Please reproduce the listing below word for word, leaving out the pictures.

Excerpts from a dataset on pointing at objects:

:::::

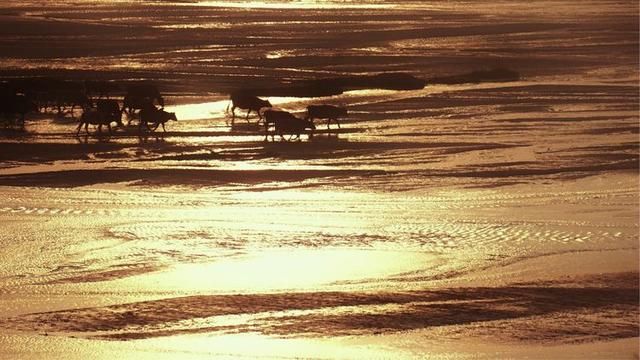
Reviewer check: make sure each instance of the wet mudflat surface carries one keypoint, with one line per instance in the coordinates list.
(496, 219)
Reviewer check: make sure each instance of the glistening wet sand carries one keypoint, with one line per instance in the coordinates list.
(463, 220)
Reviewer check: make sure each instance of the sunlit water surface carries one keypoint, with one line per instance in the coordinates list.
(463, 213)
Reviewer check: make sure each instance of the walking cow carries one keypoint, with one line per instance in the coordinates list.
(285, 123)
(328, 112)
(247, 101)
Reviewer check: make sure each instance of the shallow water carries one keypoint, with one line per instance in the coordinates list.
(465, 216)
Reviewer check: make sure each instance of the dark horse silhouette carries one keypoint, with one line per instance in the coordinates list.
(328, 112)
(247, 101)
(285, 123)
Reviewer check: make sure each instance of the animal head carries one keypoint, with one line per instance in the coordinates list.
(309, 124)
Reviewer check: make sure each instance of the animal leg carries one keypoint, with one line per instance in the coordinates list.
(233, 115)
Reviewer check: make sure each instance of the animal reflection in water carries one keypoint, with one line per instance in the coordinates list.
(328, 112)
(107, 111)
(285, 123)
(151, 118)
(250, 102)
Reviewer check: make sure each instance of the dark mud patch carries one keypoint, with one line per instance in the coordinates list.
(160, 177)
(604, 308)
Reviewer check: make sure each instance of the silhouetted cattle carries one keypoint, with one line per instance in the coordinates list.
(70, 98)
(329, 112)
(285, 123)
(14, 107)
(246, 101)
(110, 109)
(93, 117)
(152, 118)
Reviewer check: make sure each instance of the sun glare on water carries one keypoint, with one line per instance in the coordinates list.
(292, 4)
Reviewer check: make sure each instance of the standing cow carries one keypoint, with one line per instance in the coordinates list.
(246, 101)
(152, 118)
(285, 123)
(329, 112)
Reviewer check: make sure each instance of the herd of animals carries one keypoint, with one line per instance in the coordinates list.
(143, 102)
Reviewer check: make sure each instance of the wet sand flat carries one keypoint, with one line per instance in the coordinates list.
(462, 220)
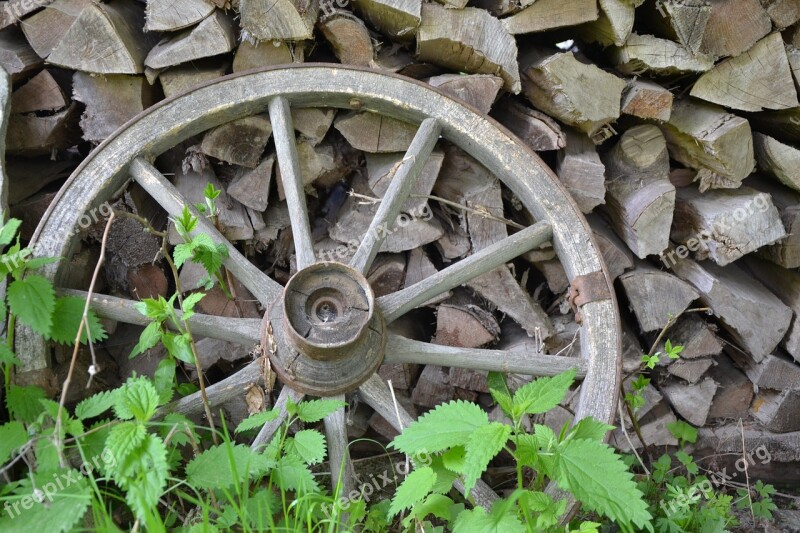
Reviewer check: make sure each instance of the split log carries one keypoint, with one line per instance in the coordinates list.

:::::

Final result:
Reviewer check: make sure each instance of the wet mudflat surface carries one keypoint, with one line per instance in the coordinates list.
(496, 219)
Reviewer check: make sure each instance of the glistening wet sand carries one keypoint, with one line per instance in the coordinates list.
(463, 220)
Reviewer check: make sure each instance of the sunlit water surface carries one keypoint, with one line per instance in the coordinates list.
(463, 213)
Reviewer check: make sure each instance of the walking cow carries one keypoint, with one line per instance in the coordinates list.
(285, 123)
(328, 112)
(247, 101)
Reviewer check: make sure each instance of the shallow water carries one keypoint, with one line per instance in the coordinates list.
(465, 216)
Reviewer check: make sure each instance of the dark horse silhouette carries one keypoint, with one line per instance in the coordinates list.
(328, 112)
(247, 101)
(285, 123)
Reviewer check: make sure each instance of the animal head carries one keypoint, with one line per instance in the coordinates list.
(309, 124)
Reviewer check: make sure each instance of the animal leg carries one keypoint, with one line per instance in the coordinates list.
(233, 115)
Reviewer check: make sure each instance of the animal reflection in water carries one keypoint, with one line per instance in the coordinates list.
(328, 112)
(107, 111)
(285, 123)
(151, 118)
(250, 102)
Reviewer check: make sure each instance of the dark mud patch carries one keypoint, with one line per instance in the coordinates list.
(160, 177)
(604, 308)
Reviewer check: make sure each instance of the silhouetted cattle carries one keypoint, with one line per instance in the coordinates list.
(70, 98)
(329, 112)
(285, 123)
(14, 107)
(246, 101)
(110, 109)
(93, 117)
(152, 118)
Reviewer check: make sure each instance of the sun glare on water carries one keypoint, with one line per instance in the coordinates list.
(292, 4)
Reviewer check: make sure each instance of the standing cow carries one keypoint, with one line per instance in the coordinates list.
(246, 101)
(152, 118)
(285, 123)
(329, 112)
Reviewer check: make sure each instance of the herd of animals carries one keypoint, with one line per instance in the coordinates list.
(143, 102)
Reviewer check: make sure each instance of the wet sand flat carries one keypoint, with one line per instance in the coordinates list.
(462, 220)
Reviewer check: make sure each instance of the split log carries one keypoint, with one line per instance in the coordinates list.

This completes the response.